>> Begin Records for processing
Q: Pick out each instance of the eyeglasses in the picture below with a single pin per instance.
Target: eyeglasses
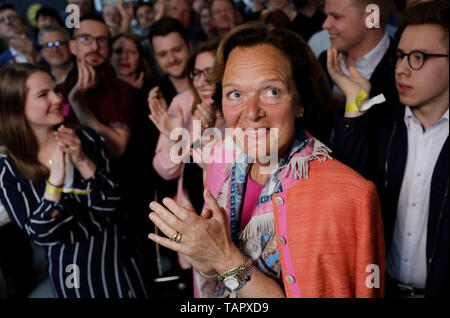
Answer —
(9, 18)
(416, 59)
(268, 96)
(53, 44)
(195, 74)
(220, 11)
(120, 51)
(87, 39)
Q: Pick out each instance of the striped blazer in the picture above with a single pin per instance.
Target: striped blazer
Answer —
(87, 252)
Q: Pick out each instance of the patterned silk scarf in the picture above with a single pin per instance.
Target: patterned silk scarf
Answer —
(257, 240)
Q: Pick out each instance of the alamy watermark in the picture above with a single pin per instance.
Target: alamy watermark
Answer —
(373, 19)
(259, 144)
(73, 19)
(373, 279)
(73, 279)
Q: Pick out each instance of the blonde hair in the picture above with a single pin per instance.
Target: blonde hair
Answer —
(19, 139)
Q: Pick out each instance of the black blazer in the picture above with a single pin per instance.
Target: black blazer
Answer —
(378, 149)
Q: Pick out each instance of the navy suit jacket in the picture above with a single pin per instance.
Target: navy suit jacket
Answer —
(378, 148)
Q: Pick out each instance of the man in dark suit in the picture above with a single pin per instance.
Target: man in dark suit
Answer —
(13, 31)
(364, 45)
(407, 154)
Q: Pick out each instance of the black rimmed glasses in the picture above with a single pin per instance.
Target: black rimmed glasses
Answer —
(87, 39)
(416, 59)
(51, 44)
(195, 74)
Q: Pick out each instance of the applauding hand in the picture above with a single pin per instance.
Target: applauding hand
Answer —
(165, 122)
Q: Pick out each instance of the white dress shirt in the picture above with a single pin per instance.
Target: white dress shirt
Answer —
(406, 260)
(367, 64)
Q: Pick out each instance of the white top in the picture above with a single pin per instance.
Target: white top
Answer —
(407, 261)
(367, 64)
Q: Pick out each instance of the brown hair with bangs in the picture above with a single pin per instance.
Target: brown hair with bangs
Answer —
(435, 12)
(311, 84)
(208, 46)
(19, 139)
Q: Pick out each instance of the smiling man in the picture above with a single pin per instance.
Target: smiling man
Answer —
(407, 156)
(368, 49)
(171, 50)
(98, 99)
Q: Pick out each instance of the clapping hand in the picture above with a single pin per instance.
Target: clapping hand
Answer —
(165, 122)
(70, 144)
(350, 86)
(205, 238)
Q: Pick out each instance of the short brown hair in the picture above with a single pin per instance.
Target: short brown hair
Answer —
(310, 81)
(19, 139)
(143, 65)
(435, 12)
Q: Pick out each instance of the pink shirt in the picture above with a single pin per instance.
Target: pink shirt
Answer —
(252, 193)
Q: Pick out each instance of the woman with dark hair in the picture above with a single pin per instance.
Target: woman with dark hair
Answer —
(305, 225)
(128, 59)
(45, 16)
(55, 185)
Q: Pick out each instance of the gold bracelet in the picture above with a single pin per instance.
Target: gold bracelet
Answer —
(214, 276)
(235, 270)
(52, 189)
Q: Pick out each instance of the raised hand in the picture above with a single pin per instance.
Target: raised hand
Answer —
(86, 81)
(57, 166)
(70, 144)
(205, 238)
(350, 86)
(165, 122)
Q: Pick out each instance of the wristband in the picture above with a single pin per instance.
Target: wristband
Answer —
(351, 107)
(355, 106)
(52, 189)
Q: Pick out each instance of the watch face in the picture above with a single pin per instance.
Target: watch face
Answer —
(231, 283)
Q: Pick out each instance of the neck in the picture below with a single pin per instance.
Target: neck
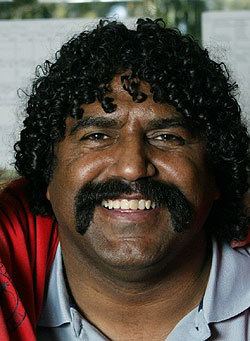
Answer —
(152, 306)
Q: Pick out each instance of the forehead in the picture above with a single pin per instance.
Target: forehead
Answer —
(147, 109)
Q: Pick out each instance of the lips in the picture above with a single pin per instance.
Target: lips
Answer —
(128, 204)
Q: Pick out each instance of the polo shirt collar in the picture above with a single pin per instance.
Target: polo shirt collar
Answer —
(56, 308)
(228, 291)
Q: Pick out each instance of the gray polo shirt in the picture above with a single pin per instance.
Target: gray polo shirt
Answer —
(222, 315)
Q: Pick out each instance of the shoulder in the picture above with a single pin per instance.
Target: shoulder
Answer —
(23, 234)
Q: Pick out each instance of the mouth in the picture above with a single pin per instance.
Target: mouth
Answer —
(128, 204)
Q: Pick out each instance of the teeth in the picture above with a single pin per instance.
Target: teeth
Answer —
(125, 204)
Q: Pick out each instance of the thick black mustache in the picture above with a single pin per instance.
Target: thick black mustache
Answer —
(162, 193)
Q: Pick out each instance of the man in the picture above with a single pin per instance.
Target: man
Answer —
(134, 143)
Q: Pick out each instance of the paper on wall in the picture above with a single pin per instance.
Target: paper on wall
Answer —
(226, 35)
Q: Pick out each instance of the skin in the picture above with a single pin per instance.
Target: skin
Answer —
(143, 276)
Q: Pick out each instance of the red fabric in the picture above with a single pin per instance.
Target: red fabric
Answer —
(27, 249)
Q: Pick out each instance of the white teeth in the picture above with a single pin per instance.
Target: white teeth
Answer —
(116, 204)
(125, 204)
(133, 204)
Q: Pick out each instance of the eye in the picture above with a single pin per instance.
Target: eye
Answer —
(170, 138)
(95, 137)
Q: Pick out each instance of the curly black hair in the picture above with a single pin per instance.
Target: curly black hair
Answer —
(179, 73)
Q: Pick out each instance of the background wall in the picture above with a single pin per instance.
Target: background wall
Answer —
(31, 31)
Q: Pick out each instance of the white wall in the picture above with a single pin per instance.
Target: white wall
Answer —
>> End Records for processing
[What is expected]
Repeat the lines above exactly, and keep every picture out.

[Task result]
Q: Pick out each instance of the eyeglasses in the picture below with a single pin per instance.
Target: eyeglasses
Answer —
(9, 18)
(416, 59)
(268, 96)
(53, 44)
(195, 74)
(220, 11)
(120, 51)
(87, 39)
Q: Pick out each instance of the striped blazer in the picture above with a single pin per instance.
Target: striped blazer
Answer —
(87, 252)
Q: Pick out each instance of the patterned silk scarf in the picture above with a single pin per instance.
Target: patterned silk scarf
Answer —
(257, 240)
Q: Pick out each instance of the alamy watermark in the picture above with a single pin per instance.
Target: alamy watermark
Answer —
(373, 19)
(259, 144)
(73, 19)
(373, 279)
(73, 279)
Q: Pick out each instance of the blonde hair in the picture above with a single pin per instance.
Target: blonde hair
Answer —
(19, 139)
Q: Pick out each instance of the black blazer in the picture above with a single pin per instance.
Target: black blazer
Answer —
(378, 149)
Q: Pick out each instance of the navy suit jacket in the picture above with a single pin per instance.
Target: navy suit jacket
Answer —
(378, 148)
Q: Pick out each instance of the man in dark suit in the picture above with a single pin per instance.
Target: man in dark suit
Answer —
(13, 31)
(364, 45)
(407, 154)
Q: Pick out each instance of the black rimmed glasses in the picture above with a single pin per instance.
Target: black rimmed glasses
Answer —
(87, 39)
(416, 59)
(51, 44)
(195, 74)
Q: Pick out each instance of the applauding hand in the picture above with a single pin per instance.
Target: applauding hand
Answer —
(165, 122)
Q: Pick out each instance of the white dress shirt in the picture above with a single pin per instance.
Target: white dress shirt
Answer —
(406, 260)
(367, 64)
Q: Pick out each instance of the white top in the picture above with a single pin per instance.
Target: white top
Answer —
(407, 261)
(367, 64)
Q: Pick out each instance of the brown hair with bangs in the picture above with a single pin per instance.
Target: brown hair with bangs
Answer —
(435, 12)
(311, 84)
(208, 46)
(19, 139)
Q: Pick out each instance of the smiling man in the picture above with a single pin per instance.
Target: smiling man
Answer —
(407, 156)
(368, 49)
(171, 50)
(98, 99)
Q: Pick out each instance of the clapping hand in the picture above with a single pin per instance.
Target: clapping hand
Answer —
(165, 122)
(70, 144)
(350, 86)
(205, 238)
Q: Pick out each instance of the short brown hair in the picture above with a single pin per instance.
Target: short brown hair
Answer —
(310, 81)
(19, 139)
(143, 65)
(435, 12)
Q: Pick out each instance of the pink shirt in the picture above with a single pin per instance.
Target: pink shirt
Answer —
(252, 193)
Q: Pick out each instance of the woman with dark hair in the picture above with a single pin per instance.
Target: woman with dark hair
Answer —
(305, 225)
(128, 59)
(45, 16)
(55, 185)
Q: Pick out each instance of the gold bracelet in the picture above with a single pin per instance.
Target: gold bracelet
Answer —
(214, 276)
(235, 270)
(52, 189)
Q: Pick out each instance of the raised hand in the picture above with a single pin per instance.
Target: raised hand
Answer —
(86, 81)
(57, 166)
(70, 144)
(205, 238)
(350, 86)
(165, 122)
Q: Pick out each instance of the wristband in the picture above with a single pin per instance.
Target: wristband
Answer —
(351, 107)
(355, 106)
(52, 189)
Q: Pick out each instance of the watch face in the picture above with a single pin per instance.
Target: watch face
Answer —
(231, 283)
Q: Pick out each instance of the neck in the picture below with a single pin per instance.
Target: neck
Answer —
(152, 306)
Q: Pick out each instance of the forehead in the picture above with a single pin per instance.
Target: forehead
Answer —
(147, 109)
Q: Pick out each instance of the lips in the picture above with a single pin per instance.
Target: lips
Answer —
(128, 204)
Q: Pick out each instance of the polo shirt collar in the picture above with a single pin per instance.
Target: polo shirt collar
Answer —
(56, 308)
(228, 291)
Q: Pick out each instance of the gray polo shirt in the picture above with a single pin per instance.
Target: gray polo shirt
Answer —
(222, 315)
Q: Pick out each instance of the shoulder in the picture above with a single pin per instance.
Target: shoulder
Answer —
(23, 234)
Q: Pick out each instance of the mouth in the picture above with a single pin per instance.
Target: mouth
Answer —
(128, 204)
Q: Pick out each instance of the teeth in the picture above with a single pin per instance.
Target: teeth
Answer —
(125, 204)
Q: Pick out each instance of the thick black mustache in the picture above with a single pin per instance.
Target: thick black mustache
Answer —
(162, 193)
Q: Pick out each instance of the man in the picture above with a single pin per instance.
Target: man
Answer —
(134, 143)
Q: Pick out each instance of the paper on wall in the picture above with a single pin per instance.
Target: paper on wall
Answer —
(226, 35)
Q: Pick out each instance of the skin in the picture above with a single pin per instance.
Target: skin
Answer —
(143, 276)
Q: Pick out each instance of the red fabric in the picture above with a single pin per instance.
Target: red fabric
Answer —
(27, 249)
Q: Pick out each instance of the white teeth in the picture above with a single pin per instance.
Target: white teeth
Answer —
(116, 204)
(125, 204)
(133, 204)
Q: Pick out each instance of the eye in the picture above with a single pin per instance.
Target: eye
Answer —
(170, 138)
(95, 137)
Q: Pick out each instance of the curly black hair in the picture above with a single pin per instance.
Target: curly black hair
Answer —
(179, 73)
Q: Pick out each instance of the background wall in the picture above with a single pin per instance.
Target: background wall
Answer —
(31, 31)
Q: Pick out each instance of the white wall in the picture above with a single pin per instance.
Target: white wall
Answer —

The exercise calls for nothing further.